**What to do**
Locate every line in the material below that contains the word "skoda" and copy each of those lines.

***** Data shown *****

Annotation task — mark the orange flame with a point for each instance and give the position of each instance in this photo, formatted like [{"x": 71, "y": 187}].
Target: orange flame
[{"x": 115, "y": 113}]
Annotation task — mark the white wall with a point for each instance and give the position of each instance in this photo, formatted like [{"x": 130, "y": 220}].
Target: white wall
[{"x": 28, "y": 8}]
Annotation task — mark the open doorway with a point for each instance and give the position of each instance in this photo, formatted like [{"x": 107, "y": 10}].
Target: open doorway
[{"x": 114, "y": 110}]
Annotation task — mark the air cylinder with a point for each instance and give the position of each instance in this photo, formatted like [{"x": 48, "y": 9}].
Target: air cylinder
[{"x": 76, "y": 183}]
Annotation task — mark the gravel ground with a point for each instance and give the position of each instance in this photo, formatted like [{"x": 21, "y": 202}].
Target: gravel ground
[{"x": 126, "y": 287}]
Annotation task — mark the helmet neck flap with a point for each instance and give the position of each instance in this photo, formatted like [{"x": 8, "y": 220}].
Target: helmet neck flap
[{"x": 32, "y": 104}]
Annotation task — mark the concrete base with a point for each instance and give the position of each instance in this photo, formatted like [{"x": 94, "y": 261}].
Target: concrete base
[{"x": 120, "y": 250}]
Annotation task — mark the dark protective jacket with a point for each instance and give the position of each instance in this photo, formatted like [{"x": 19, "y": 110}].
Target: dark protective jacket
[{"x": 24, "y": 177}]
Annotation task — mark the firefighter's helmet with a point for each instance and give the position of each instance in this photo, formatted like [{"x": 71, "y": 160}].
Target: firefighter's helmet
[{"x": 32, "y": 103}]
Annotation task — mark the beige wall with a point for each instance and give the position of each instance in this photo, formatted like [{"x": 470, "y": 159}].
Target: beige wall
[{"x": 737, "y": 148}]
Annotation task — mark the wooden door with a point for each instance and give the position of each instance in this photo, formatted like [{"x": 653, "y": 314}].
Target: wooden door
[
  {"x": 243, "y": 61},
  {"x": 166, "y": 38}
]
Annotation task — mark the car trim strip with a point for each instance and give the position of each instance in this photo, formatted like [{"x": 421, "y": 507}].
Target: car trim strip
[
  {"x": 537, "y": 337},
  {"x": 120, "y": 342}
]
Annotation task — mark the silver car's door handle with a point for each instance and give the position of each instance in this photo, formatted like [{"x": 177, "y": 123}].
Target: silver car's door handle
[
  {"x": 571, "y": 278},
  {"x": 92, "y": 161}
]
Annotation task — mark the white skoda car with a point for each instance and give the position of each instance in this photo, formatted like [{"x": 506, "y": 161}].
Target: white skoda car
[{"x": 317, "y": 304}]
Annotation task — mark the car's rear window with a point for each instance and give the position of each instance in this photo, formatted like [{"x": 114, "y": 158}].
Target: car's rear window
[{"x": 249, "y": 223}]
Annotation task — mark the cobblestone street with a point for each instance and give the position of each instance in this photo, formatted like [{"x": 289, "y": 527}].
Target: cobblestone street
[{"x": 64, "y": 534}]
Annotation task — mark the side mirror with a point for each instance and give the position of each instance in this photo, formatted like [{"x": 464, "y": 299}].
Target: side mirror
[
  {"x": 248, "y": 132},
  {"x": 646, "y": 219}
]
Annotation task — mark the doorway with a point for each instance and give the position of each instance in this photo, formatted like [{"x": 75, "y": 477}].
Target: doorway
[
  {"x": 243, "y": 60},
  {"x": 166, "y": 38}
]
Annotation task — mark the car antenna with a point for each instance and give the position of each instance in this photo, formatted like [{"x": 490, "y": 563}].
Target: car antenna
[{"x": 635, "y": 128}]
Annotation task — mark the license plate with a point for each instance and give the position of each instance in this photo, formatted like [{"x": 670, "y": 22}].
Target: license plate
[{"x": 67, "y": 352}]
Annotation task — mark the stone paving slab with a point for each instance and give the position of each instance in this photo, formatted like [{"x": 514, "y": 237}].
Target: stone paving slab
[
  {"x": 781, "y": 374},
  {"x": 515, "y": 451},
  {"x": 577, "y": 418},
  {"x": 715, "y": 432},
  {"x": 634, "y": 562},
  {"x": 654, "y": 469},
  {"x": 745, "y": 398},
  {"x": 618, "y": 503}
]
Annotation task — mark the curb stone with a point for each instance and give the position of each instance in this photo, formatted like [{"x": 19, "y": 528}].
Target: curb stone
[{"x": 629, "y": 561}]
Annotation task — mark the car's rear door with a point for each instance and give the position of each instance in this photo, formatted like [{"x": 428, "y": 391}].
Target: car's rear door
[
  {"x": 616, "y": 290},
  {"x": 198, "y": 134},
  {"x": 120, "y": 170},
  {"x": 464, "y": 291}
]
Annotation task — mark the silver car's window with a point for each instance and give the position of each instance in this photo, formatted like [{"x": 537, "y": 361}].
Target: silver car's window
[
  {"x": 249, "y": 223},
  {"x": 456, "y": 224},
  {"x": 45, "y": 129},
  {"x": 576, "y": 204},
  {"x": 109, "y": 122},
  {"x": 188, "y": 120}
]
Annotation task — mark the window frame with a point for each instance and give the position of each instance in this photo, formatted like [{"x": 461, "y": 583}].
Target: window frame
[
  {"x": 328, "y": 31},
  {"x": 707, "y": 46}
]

*****
***** Data shown *****

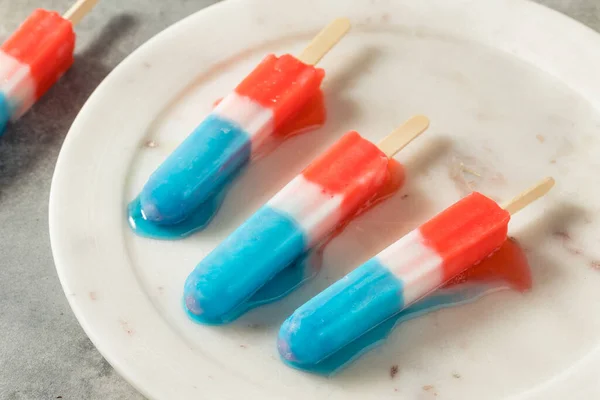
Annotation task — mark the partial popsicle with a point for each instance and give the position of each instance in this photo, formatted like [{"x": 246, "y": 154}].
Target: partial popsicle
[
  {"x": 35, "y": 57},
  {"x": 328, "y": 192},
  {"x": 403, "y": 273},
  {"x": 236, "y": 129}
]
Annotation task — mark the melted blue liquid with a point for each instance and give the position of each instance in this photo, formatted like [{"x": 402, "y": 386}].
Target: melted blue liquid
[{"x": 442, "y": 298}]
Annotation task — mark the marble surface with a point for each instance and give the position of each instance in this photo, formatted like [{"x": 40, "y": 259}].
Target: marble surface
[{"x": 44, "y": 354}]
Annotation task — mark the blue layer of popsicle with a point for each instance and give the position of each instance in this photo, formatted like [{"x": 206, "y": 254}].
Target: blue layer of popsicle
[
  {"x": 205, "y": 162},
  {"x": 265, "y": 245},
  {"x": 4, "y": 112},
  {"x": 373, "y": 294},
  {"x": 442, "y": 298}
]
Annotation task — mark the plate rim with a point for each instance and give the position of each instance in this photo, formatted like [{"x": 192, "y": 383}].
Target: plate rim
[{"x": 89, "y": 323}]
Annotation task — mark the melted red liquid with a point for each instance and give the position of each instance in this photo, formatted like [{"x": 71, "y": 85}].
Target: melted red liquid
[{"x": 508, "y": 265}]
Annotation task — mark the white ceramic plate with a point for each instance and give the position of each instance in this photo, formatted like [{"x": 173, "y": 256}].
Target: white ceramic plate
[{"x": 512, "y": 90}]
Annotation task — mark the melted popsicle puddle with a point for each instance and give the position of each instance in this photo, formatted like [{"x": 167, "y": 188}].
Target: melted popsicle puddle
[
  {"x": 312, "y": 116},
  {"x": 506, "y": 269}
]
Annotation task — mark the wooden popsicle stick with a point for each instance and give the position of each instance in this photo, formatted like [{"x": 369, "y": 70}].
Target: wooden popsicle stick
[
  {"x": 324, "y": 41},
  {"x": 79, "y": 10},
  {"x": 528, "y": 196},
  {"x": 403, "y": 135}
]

*****

**Written answer**
Annotation task — mark the white skoda car with a point for each instance and give the position of each instance in this photo, formatted like [{"x": 506, "y": 161}].
Target: white skoda car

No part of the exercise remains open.